------ Records provided
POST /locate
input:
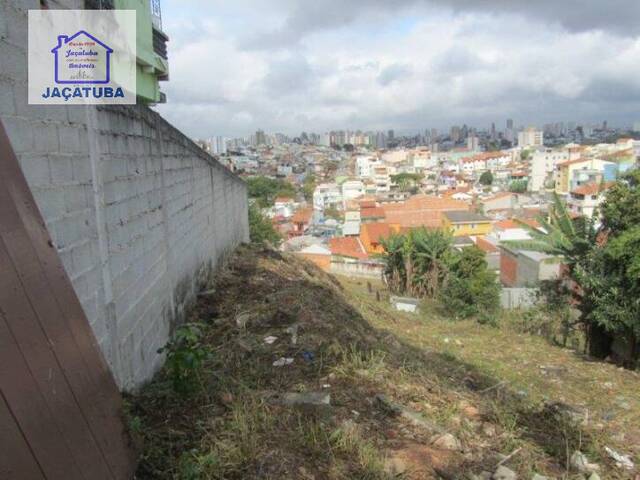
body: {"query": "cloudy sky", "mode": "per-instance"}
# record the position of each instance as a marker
(314, 65)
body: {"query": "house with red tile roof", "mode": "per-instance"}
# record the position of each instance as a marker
(585, 199)
(347, 247)
(421, 211)
(372, 234)
(300, 221)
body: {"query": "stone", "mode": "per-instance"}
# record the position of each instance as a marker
(504, 473)
(580, 462)
(307, 398)
(242, 319)
(622, 461)
(489, 429)
(446, 441)
(395, 466)
(282, 361)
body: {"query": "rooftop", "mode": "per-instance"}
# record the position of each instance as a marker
(347, 247)
(466, 217)
(591, 188)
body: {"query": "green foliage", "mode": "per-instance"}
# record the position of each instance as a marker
(416, 263)
(265, 190)
(260, 227)
(332, 212)
(308, 187)
(186, 356)
(423, 264)
(614, 277)
(472, 290)
(604, 263)
(518, 186)
(406, 181)
(486, 178)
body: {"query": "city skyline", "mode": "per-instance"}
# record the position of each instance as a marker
(372, 66)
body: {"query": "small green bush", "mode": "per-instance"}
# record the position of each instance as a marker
(186, 357)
------------
* Exercise
From the line containing "with red tile" through the final line of the listing above, retype every line exactly; leave out everything else.

* Task output
body: {"query": "house with red tile roof", "mode": "per-instance"}
# record the position of each instance as a marker
(585, 199)
(347, 247)
(421, 211)
(372, 234)
(300, 221)
body: {"query": "stone", "mode": "per-instance"}
# record the position of each instance as a marker
(504, 473)
(580, 462)
(307, 398)
(242, 319)
(622, 461)
(489, 429)
(446, 441)
(395, 466)
(282, 361)
body: {"query": "rooftop", "mode": "per-instance"}
# record the position of each instance as a marker
(347, 247)
(466, 217)
(591, 188)
body: {"query": "green foliage", "mode": "per-instance"}
# record the position of each instance as a marker
(416, 263)
(265, 190)
(260, 227)
(332, 212)
(308, 187)
(186, 356)
(423, 264)
(614, 277)
(472, 290)
(604, 263)
(518, 186)
(406, 181)
(486, 178)
body: {"query": "city skyline", "mode": "per-instance"}
# record the position of each instance as a marker
(372, 66)
body: {"query": "small green bush", "mode": "per-instance"}
# record the position of each instance as a marker
(186, 357)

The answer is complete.